* _PASSAGE TO READ_:
■ ■ ■ ■ ■ ■ ■
Tuesday, June 9, 2009
How Are Fats Metabolized?
In a previous post we saw that the fats we eat are made up of a group of molecules called tri-glycer-ides--three fatty acids covalently bonded to one glycerol backbone. In a subsequent post we learned that triglycerides are absorbed, packaged and transported to the cells of the body through the circulatory system. In muscle cells these triglycerides can be used for energy, and in adipose tissue (fat cells), they can be stored for future use.
What happens when it is time to use the fat we have stored in our bodies? The first thing that must happen is that insulin levels must be low. In the presence of low insulin, the hormones glucagon from the pancreas or epinephrine from the adrenal glands will stimulate the activity of hormone-sensitive lipase (HSL). Hormone-sensitive lipase (plus another enzyme called diacylglycerol lipase) will convert a triglyceride stored in a fat cell back into one glycerol molecule plus three fatty acids.
Once the fatty acids are detached from the glycerol backbone, they are able to dissolve in the cell wall of the adipocyte or fat cell. From there they are able to diffuse passively out of the adipocyte back into the blood, where they attach themselves to serum albumin and are carried throughout the body. The free fatty acids are able to diffuse passively into tissues as well.
■ ■ ■ ■ ■ ■ ■
Point-per-instance localization data:
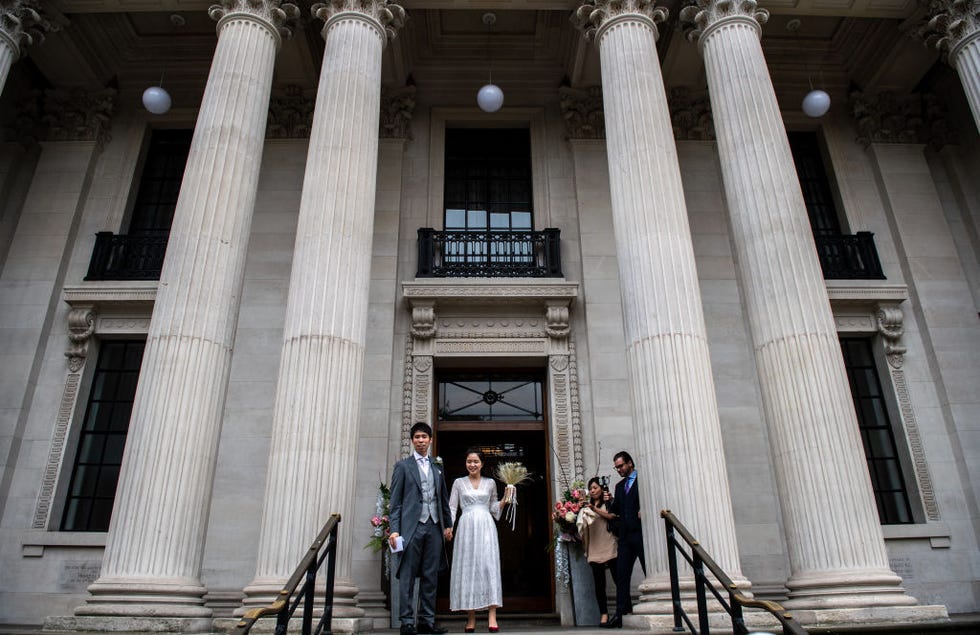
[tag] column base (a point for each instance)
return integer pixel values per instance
(858, 590)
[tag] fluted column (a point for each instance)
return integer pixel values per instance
(954, 29)
(679, 451)
(837, 552)
(317, 412)
(156, 537)
(20, 24)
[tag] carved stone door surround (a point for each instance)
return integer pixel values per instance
(502, 318)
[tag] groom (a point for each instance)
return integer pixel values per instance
(419, 514)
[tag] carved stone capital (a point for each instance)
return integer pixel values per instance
(424, 322)
(272, 14)
(22, 23)
(581, 109)
(390, 17)
(81, 326)
(397, 108)
(951, 25)
(594, 16)
(690, 115)
(290, 114)
(79, 115)
(704, 16)
(890, 325)
(889, 118)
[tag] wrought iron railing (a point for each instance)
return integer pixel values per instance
(489, 254)
(735, 601)
(849, 257)
(127, 257)
(288, 600)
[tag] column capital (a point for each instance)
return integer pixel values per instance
(272, 14)
(22, 23)
(388, 16)
(703, 17)
(951, 25)
(593, 17)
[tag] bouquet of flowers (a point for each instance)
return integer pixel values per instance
(512, 474)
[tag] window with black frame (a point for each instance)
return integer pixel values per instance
(877, 434)
(92, 487)
(488, 216)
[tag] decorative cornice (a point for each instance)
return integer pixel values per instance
(581, 109)
(703, 16)
(951, 25)
(389, 15)
(690, 115)
(397, 109)
(22, 23)
(272, 13)
(593, 16)
(79, 115)
(889, 118)
(290, 114)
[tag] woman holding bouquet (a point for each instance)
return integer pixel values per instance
(475, 582)
(599, 543)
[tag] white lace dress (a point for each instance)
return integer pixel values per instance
(475, 581)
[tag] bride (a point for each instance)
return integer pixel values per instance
(475, 581)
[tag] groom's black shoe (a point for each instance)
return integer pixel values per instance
(616, 621)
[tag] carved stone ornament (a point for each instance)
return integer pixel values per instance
(81, 326)
(889, 118)
(22, 23)
(890, 325)
(79, 115)
(593, 15)
(581, 109)
(951, 25)
(290, 114)
(391, 16)
(397, 109)
(273, 12)
(690, 115)
(699, 17)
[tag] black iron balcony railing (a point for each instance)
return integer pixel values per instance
(489, 254)
(124, 257)
(849, 257)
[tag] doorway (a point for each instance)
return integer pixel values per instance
(503, 415)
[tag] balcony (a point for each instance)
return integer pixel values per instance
(849, 257)
(125, 257)
(489, 254)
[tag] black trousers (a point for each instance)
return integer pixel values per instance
(599, 578)
(629, 549)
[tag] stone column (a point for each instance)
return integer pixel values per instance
(20, 23)
(317, 412)
(954, 29)
(678, 449)
(837, 552)
(156, 538)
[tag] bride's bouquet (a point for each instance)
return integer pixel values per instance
(512, 474)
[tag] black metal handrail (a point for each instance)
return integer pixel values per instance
(286, 603)
(489, 254)
(127, 257)
(849, 256)
(698, 558)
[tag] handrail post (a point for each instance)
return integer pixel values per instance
(675, 590)
(699, 582)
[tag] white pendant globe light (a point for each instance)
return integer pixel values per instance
(489, 98)
(816, 103)
(156, 100)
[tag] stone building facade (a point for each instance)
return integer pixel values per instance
(648, 247)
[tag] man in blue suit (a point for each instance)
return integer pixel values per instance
(419, 514)
(626, 507)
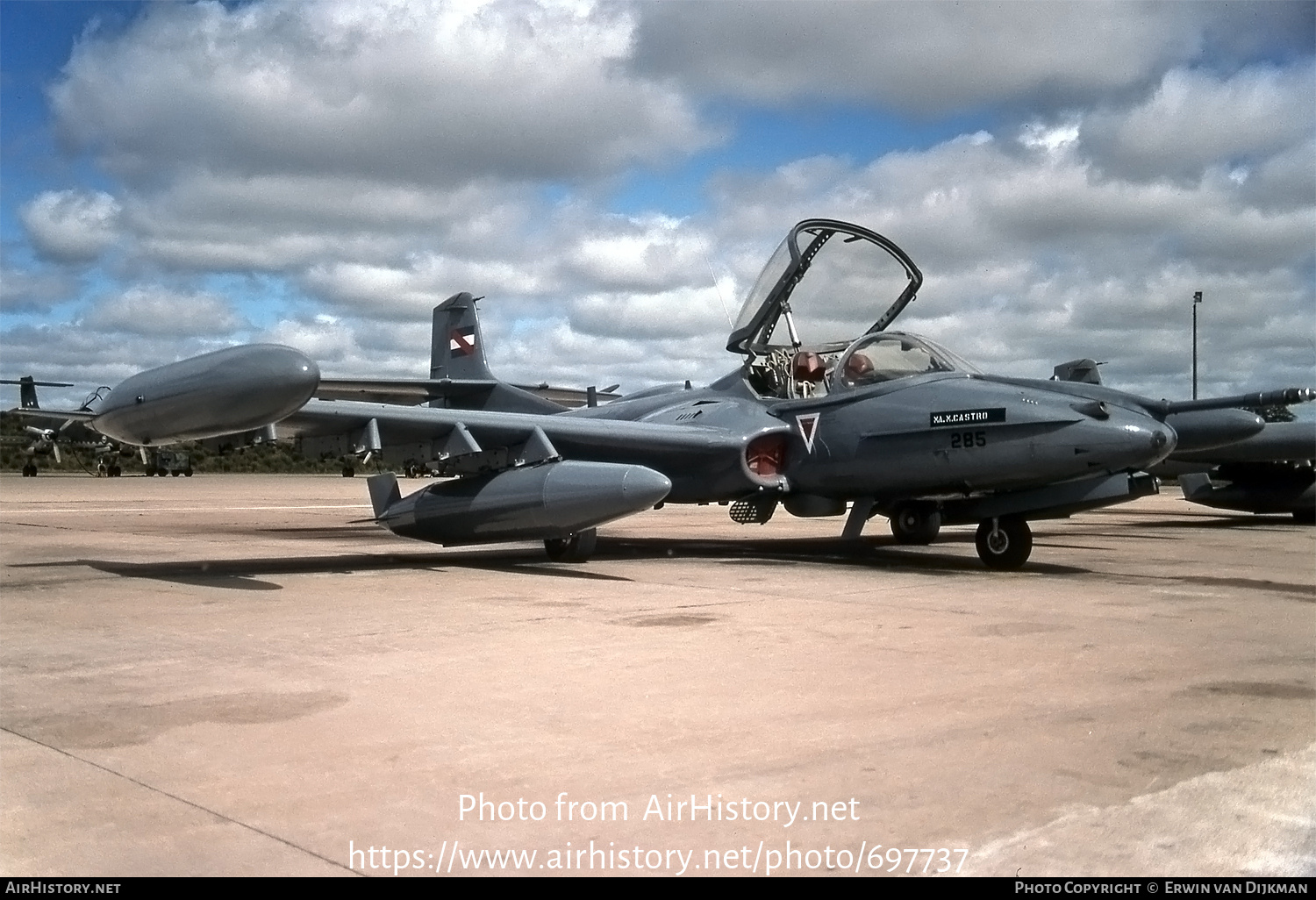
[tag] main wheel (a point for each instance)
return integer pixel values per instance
(578, 547)
(1005, 542)
(916, 523)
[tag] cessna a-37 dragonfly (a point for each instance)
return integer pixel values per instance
(816, 418)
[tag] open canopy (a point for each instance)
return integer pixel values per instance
(821, 287)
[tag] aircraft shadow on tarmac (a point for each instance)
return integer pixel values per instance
(247, 574)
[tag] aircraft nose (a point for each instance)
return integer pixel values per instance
(644, 486)
(292, 368)
(1148, 442)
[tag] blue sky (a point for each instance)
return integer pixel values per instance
(182, 176)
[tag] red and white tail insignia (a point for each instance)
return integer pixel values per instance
(462, 341)
(808, 429)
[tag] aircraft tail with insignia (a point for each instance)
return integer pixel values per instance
(457, 346)
(460, 376)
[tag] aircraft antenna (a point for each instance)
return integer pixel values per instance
(708, 261)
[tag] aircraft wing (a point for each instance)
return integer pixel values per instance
(416, 391)
(404, 391)
(574, 437)
(58, 418)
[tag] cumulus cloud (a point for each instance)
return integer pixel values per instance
(154, 311)
(1197, 120)
(920, 57)
(71, 226)
(421, 94)
(33, 291)
(374, 160)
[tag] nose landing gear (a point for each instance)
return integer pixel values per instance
(1005, 542)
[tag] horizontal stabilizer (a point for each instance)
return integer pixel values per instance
(383, 492)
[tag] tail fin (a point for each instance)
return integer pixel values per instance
(383, 492)
(1078, 370)
(28, 392)
(457, 346)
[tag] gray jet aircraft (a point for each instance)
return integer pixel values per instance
(820, 418)
(1265, 468)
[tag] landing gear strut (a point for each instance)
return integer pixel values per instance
(578, 547)
(1005, 542)
(915, 523)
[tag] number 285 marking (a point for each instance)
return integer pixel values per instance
(968, 439)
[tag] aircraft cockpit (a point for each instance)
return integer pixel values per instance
(797, 329)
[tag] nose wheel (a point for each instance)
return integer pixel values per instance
(1005, 542)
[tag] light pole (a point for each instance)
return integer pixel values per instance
(1197, 299)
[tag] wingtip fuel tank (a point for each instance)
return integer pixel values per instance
(549, 500)
(221, 392)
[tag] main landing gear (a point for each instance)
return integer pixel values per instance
(1005, 542)
(576, 547)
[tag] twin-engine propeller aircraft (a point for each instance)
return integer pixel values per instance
(824, 415)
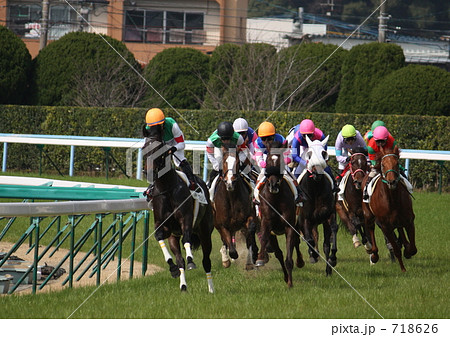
■ ■ ■ ■ ■ ■ ■
* _TASKS AND EXERCISES_:
1. According to the passage on fat metabolism, what three things happen to triglycerides on their way to the cells of the body? List them.
2. In the passage on fat metabolism, what do the fatty acids attach themselves to once they diffuse back into the blood?
3. Extend the passage on fat metabolism beyond its final sentence.
The rows were taken from a separate source.

* _ANSWER LIST_:
1. They are absorbed, packaged and transported.

2. Serum albumin.

3.
Once inside one of the body's cells, the free fatty acid is activated with a "handle" called CoA. (Pronunciation note: CoA rhymes with "No Way." It does NOT rhyme with Boa.) The fatty acid plus its handle is called acyl-CoA. The acyl-CoA heads for a mitochondrion, a small organelle that functions as the powerhouse of most cells. Once inside the mitochondrion, the acyl-CoA is dismantled, two carbon units at a time. Each time a two-carbon unit is released, energy is produced from the breaking of the covalent bonds. Not only that, the two-carbon units themselves enter something called the TCA or tricarboxylic acid cycle where they are broken down further to produce carbon dioxide plus even more energy.
The energy released by all of these chemical reactions eventually results in the formation of many molecules of adenosine-5'-triphosphate or ATP. ATP molecules are the energy currency of the cell. The energy contained in ATP molecules is used for activities such as building the tissues the body needs, fueling the reactions that enable the body to move, and coordinating the activities the body needs to stay alive.
Did you ever wonder why robots need some sort of external or rechargeable power supply but people do not? The robot relies on electricity for its energy source. People, by contrast, rely on ATP for their energy and, amazingly enough, that ATP can be produced from something as simple as the fat they eat for dinner.